Yapılacak iş :: Grup Yorum sansürü üzerine yazıdan "Bu bir sansürdür." sözlerinden başlayıp "Spotify) geldi." sözleri de dahil olmak üzere o sözlere kadar olan bölümü olduğu gibi çıkar.

(Aşağıdaki yazı, Halk Okulu dergisinin 13 Temmuz 2025 tarihli 296. Sayısından alınmıştır.)

YouTube’da 56 farklı kanalda yayınlanan en az
454 Grup Yorum videosuna Türkiye’den erişim
engeli getirildi. Toplamda 205 milyondan
fazla izlenmiş videolar, bir gece sessizce “görünmez”
kılındı. Aynı günlerde Spotify, 407 bin takipçili Grup
Yorum profilini ve bütün şarkılarını kaldırdı.
Gerekçesini açıklamadı.
Engellenen videolar arasında Grup Yorum’un resmi
YouTube kanalları olan “grupyorumtv” ve “halklarınsesiyiz”
in yanısıra, Kalan Müzik gibi yapım şirketleri tarafından
paylaşılan eserler de bulunuyor. Bu engellemeler
nedeniyle Türkiye’deki kullanıcılar söz konusu içeriklere
artık erişemiyor.
Bu bir sansürdür. Bu, işlenen açık bir suçtur. Bu, halkın
sanatına, hafızasına ve direniş belleğine saldırıdır.
Bu kararın kendisi, sadece bir sansür uygulaması
değil; aynı zamanda emperyalizmle işbirliği içindeki
faşist AKP iktidarının kültürel soykırım politikasının güncel bir tezahürüdür.
Kararın uygulamaya konulduğu günden bu yana
ortada ne bir mahkeme kararı var, ne RTÜK’ten, ne de
BTK’dan bir açıklama yapıldı. Ama herkes biliyor ki bu
sansürün talimatı işbirlikçi faşist AKP iktidarından,
uygulaması emperyalist şirketlerden (YouTube ve
Spotify) geldi.
“Milli güvenlik ve kamu düzeninin korunması” gibi
soyut, ucu açık kavramlar arkasına saklanarak alınan
kararlar, gerçekte kimden ve neden korkulduğunu ele
veriyor.
Grup Yorum, 40 yıl boyunca sadece müzik yapmadı;
halkın acılarını, umutlarını, direnişlerini türkülerle ilmek
ilmek dokudu. Bu ülkenin yoksulları, işçileri, işsizleri,
öğrencileri, gecekonduluları, tutsakları Grup
Yorum’un ezgilerinde kendini buldu.
Grup Yorum 40 yıldır Anadolu halklarının ve ezilen,
haksızlığa uğrayan, adalet arayan dünya halklarının sesi,
öfkesi ve umudu oldu.
Bu yüzden saldırıyorlar.
Evet, Grup Yorum’dan korkuyorlar!
Çünkü onların türküleri yalnızca ezgilerden ibaret
değil; bir isyan çağrısı, bir hakikat haykırışı, emperyalizme
ve işbirlikçilerine karşı cepheden bir tavır alıştır. İşte
bu yüzden hedefte Grup Yorum var!
Bu Yasaklama-Sansür Ne Anlama Geliyor?
1) SALDIRININ TEKNİK BOYUTU:
DİJİTAL PLATFORMLARIN SANSÜR MİMARİSİ
YouTube ve Spotify gibi dijital medya tekelleri, görünüşte “tarafsız teknoloji şirketleri” olarak sunulsa da, uygulamada siyasal iktidarların taleplerine göre içerik düzenleyen propaganda aygıtlarına dönüşmüş durumdalar.

Veri kesiti ::
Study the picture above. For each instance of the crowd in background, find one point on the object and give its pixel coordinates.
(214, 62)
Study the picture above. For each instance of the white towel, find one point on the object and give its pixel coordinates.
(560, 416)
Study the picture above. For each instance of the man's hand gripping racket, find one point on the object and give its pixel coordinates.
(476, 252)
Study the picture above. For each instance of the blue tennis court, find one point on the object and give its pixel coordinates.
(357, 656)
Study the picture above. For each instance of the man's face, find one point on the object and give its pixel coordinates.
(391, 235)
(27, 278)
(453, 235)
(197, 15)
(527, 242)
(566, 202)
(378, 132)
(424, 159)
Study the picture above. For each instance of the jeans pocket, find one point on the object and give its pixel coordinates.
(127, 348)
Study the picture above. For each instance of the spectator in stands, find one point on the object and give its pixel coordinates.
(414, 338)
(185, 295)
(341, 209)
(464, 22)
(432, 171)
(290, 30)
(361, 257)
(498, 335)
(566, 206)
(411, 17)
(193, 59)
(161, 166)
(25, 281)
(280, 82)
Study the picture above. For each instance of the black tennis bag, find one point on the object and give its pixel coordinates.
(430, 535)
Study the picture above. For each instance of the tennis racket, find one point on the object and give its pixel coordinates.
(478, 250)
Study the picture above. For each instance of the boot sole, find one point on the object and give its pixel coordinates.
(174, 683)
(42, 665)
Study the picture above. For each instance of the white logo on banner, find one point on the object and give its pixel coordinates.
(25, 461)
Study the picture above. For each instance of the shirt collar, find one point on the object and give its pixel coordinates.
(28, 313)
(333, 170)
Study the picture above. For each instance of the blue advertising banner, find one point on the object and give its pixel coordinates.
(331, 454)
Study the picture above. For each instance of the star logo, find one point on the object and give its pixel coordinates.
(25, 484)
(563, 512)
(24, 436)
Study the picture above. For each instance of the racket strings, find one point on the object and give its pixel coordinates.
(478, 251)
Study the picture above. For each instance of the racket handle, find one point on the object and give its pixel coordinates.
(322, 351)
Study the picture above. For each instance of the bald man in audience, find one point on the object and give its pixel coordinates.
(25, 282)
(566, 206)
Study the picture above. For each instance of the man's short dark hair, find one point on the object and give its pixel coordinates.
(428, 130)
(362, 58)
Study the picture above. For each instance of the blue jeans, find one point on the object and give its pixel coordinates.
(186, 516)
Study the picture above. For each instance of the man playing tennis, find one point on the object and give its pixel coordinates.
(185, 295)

Çözüm ::
Bu bir sansürdür. Bu, işlenen açık bir suçtur. Bu, halkın
sanatına, hafızasına ve direniş belleğine saldırıdır.
Bu kararın kendisi, sadece bir sansür uygulaması
değil; aynı zamanda emperyalizmle işbirliği içindeki
faşist AKP iktidarının kültürel soykırım politikasının güncel bir tezahürüdür.
Kararın uygulamaya konulduğu günden bu yana
ortada ne bir mahkeme kararı var, ne RTÜK’ten, ne de
BTK’dan bir açıklama yapıldı. Ama herkes biliyor ki bu
sansürün talimatı işbirlikçi faşist AKP iktidarından,
uygulaması emperyalist şirketlerden (YouTube ve
Spotify) geldi.